** Excerpt from a listing **
★ ★ ★
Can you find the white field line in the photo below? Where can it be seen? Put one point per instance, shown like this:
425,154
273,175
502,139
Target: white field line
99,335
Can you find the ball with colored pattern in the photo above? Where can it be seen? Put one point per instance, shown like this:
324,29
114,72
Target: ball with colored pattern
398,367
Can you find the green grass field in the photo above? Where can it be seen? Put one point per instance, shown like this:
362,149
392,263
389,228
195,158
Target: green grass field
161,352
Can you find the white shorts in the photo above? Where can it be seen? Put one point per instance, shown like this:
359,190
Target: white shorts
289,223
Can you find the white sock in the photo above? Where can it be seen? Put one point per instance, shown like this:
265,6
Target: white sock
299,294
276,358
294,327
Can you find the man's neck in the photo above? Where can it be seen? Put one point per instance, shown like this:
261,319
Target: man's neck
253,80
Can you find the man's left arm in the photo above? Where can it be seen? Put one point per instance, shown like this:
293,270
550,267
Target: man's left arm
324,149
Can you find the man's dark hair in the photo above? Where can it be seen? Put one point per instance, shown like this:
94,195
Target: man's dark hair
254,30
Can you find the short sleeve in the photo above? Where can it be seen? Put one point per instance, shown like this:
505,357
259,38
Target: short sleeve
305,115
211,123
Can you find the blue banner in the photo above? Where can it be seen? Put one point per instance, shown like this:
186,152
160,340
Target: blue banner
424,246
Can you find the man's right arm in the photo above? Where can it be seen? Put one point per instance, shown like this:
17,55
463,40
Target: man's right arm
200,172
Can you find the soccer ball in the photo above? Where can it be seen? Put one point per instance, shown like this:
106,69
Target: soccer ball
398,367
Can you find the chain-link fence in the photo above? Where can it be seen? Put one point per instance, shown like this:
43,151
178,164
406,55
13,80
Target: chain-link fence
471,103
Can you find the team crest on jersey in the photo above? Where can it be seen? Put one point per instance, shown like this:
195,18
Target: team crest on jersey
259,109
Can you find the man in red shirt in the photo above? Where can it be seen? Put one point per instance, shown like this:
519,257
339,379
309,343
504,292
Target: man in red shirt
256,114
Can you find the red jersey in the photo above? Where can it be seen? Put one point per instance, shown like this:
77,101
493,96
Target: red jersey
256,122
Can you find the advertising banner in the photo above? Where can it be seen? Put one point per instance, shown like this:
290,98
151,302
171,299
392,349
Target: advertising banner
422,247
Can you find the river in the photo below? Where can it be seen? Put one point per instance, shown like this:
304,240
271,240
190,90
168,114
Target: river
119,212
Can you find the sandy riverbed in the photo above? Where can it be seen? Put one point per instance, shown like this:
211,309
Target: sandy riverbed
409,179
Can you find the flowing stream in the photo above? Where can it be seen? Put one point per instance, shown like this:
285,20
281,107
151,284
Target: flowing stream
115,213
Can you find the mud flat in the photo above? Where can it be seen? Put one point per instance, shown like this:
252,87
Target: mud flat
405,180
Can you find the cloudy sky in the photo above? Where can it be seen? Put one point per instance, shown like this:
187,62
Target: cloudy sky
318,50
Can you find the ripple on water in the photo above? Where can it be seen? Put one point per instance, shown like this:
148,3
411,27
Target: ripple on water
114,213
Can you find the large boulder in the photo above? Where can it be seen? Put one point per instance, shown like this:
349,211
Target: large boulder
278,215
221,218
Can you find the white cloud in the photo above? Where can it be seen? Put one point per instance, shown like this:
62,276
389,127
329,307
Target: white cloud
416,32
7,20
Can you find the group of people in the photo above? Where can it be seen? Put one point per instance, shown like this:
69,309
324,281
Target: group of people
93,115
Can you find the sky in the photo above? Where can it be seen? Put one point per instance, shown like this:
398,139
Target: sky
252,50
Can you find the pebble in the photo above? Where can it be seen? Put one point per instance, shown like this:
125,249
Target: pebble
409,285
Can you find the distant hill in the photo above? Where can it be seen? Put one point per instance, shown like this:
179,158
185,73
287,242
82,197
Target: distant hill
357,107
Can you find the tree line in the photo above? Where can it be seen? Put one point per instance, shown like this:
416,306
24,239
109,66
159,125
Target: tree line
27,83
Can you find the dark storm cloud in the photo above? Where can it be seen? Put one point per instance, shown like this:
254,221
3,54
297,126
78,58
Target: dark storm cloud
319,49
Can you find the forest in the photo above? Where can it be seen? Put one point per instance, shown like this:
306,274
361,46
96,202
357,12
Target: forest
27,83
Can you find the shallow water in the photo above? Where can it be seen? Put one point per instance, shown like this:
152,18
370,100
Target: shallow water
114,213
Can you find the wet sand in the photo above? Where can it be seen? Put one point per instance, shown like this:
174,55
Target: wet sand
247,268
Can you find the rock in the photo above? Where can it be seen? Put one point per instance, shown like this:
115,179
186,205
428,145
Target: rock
★ ★ ★
** Work required **
Render the lines of the listing above, from the line containing "Can you find the wet" through the end of the listing inclusive, as a JSON list of strings with one string per line and blank lines omitted.

** Correct output **
[
  "Can you find the wet sand in the photo above? Where can it be seen? Put one point per instance, shown like this:",
  "174,55",
  "Target: wet sand",
  "247,268",
  "Can you find the rock in the photo above? Where can it be seen? Put one point per instance, shown like this:",
  "115,179",
  "186,205",
  "428,145",
  "Target: rock"
]